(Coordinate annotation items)
********************
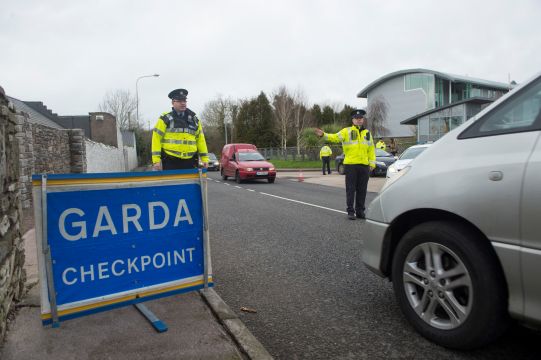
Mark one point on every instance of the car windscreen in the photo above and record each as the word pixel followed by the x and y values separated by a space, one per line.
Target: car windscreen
pixel 250 156
pixel 412 153
pixel 380 152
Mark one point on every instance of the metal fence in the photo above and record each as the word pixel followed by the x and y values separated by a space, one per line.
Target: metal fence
pixel 295 153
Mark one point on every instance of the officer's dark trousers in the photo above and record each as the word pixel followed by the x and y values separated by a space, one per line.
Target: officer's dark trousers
pixel 174 163
pixel 326 162
pixel 356 184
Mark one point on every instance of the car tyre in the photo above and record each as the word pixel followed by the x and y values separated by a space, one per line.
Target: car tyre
pixel 341 169
pixel 237 178
pixel 449 285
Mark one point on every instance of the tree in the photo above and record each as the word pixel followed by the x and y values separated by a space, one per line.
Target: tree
pixel 283 113
pixel 301 117
pixel 376 114
pixel 122 105
pixel 327 115
pixel 217 117
pixel 316 113
pixel 344 116
pixel 254 122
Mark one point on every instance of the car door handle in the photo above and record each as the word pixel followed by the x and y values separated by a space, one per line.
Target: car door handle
pixel 495 175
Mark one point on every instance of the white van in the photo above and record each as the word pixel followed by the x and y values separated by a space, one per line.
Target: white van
pixel 458 231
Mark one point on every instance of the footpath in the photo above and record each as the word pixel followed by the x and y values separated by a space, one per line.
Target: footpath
pixel 200 324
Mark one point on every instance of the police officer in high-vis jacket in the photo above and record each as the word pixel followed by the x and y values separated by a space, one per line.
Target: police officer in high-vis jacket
pixel 359 160
pixel 178 141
********************
> _WRITTEN PROBLEM_
Convert the items into a two-column CSV with the headers "item_text" and "answer" and one row per item. Put each field in double quotes, replace line breaks with spaces, and leave the pictures out.

> _EXERCISE OUTPUT_
item_text,answer
"Mark one point on every instance of the car windscreen in the photo above and record each as the word pixel followed by the x and y values separated by a space, one per line. Target: car windscreen","pixel 250 156 pixel 412 153 pixel 380 152"
"Mark one point on every instance of the metal fence in the photo above and record each as the word pixel followed by the x and y values separated by a space, one per line. Target: metal fence","pixel 295 153"
"Mark one point on every instance of the officer's dark trousers in the photo above and record each as the word pixel followed by the x and y values separated by a space, one per line. Target: officer's dark trousers","pixel 174 163 pixel 326 162 pixel 356 184"
"Mark one point on every instance of the car tyre in the photo above and record each as the word pixel followed by the x and y values separated by a space, one per line. Target: car tyre","pixel 341 169 pixel 237 178 pixel 449 285"
"Mark one point on every instance of the tree in the photo above and record each as the word pixel followed by the x and y values separated by a space, one per line. Target: tree","pixel 283 113 pixel 301 117 pixel 376 114 pixel 122 105 pixel 327 115 pixel 217 117 pixel 316 113 pixel 344 116 pixel 254 122"
"Mark one point on every instance of the car door handle in the photo above and record each as the word pixel followed by the x and y values separated by a space, one per line. Target: car door handle","pixel 495 175"
"Mark one point on every instance of the white van in the photo above and record each as the word pixel followed by the x and y values separated by a space, one per line. Target: white van","pixel 458 231"
"Mark one point on every instance of the footpath in the photo above and record each as the word pixel followed by the x and y values separated by a space, one per line. Target: footpath","pixel 200 324"
"Mark one point on every instance of the police officer in high-vis jacket in the photo above and record each as the word pixel followed by the x and y values separated by a space, one per line. Target: police officer in high-vis jacket","pixel 359 160 pixel 178 141"